<<<<

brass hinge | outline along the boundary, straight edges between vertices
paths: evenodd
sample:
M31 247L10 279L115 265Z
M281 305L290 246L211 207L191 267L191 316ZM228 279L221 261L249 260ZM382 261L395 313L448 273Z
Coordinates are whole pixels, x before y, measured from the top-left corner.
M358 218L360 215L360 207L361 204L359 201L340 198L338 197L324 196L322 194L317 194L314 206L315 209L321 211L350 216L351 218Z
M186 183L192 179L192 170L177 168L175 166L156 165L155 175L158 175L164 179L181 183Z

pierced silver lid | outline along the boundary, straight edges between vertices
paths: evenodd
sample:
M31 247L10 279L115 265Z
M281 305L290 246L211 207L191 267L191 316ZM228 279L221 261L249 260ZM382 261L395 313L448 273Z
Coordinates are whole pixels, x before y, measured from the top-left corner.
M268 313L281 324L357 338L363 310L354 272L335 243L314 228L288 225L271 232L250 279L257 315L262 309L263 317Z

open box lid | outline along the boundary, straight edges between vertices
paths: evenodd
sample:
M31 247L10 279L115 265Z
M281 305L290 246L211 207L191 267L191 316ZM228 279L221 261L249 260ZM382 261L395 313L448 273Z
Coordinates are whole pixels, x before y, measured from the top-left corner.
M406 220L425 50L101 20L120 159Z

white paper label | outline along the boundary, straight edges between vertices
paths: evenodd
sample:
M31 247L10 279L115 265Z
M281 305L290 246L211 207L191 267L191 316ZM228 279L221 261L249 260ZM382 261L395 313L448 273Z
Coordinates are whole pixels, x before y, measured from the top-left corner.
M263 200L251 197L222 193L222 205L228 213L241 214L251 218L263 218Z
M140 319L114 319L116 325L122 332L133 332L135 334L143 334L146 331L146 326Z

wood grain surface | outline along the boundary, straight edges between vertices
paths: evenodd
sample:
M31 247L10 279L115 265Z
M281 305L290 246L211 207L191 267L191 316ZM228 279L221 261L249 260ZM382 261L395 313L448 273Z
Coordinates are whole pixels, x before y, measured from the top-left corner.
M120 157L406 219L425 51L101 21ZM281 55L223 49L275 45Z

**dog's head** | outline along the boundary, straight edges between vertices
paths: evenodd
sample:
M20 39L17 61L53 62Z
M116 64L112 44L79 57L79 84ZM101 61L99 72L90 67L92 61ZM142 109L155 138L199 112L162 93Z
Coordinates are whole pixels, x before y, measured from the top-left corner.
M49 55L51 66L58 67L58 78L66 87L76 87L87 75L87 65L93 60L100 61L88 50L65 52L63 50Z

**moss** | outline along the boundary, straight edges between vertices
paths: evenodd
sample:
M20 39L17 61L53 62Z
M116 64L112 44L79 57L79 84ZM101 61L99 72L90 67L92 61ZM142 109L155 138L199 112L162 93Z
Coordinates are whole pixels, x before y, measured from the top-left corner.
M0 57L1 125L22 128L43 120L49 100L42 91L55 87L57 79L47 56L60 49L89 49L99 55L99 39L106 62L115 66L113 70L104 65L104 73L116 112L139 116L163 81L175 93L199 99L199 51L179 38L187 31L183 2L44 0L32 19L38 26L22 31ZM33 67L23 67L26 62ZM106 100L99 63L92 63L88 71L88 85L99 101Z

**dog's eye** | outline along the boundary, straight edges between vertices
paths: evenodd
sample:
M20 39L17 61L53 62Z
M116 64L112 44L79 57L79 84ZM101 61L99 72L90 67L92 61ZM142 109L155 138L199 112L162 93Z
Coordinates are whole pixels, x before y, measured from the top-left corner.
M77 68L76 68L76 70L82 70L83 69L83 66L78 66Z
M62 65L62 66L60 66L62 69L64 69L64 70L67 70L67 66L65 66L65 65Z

>>>>

> Short exercise
Rewrite the rows from the beginning through the line containing "M186 183L192 179L192", putting "upper-left corner" in place of "top-left corner" and changing nothing else.

> Answer to the problem
brass hinge | outline along the boundary, straight edges between vertices
paths: evenodd
sample:
M31 247L10 279L115 265Z
M281 305L290 246L211 207L191 267L191 316ZM228 279L221 261L249 260ZM382 261L395 313L448 273Z
Coordinates are whole pixels, x before y, measured from the upper-left corner.
M358 218L360 215L360 207L361 204L359 201L340 198L338 197L324 196L322 194L317 194L314 206L315 209L321 211L350 216L351 218Z
M186 183L192 179L192 170L177 168L175 166L156 165L155 175L158 175L164 179L181 183Z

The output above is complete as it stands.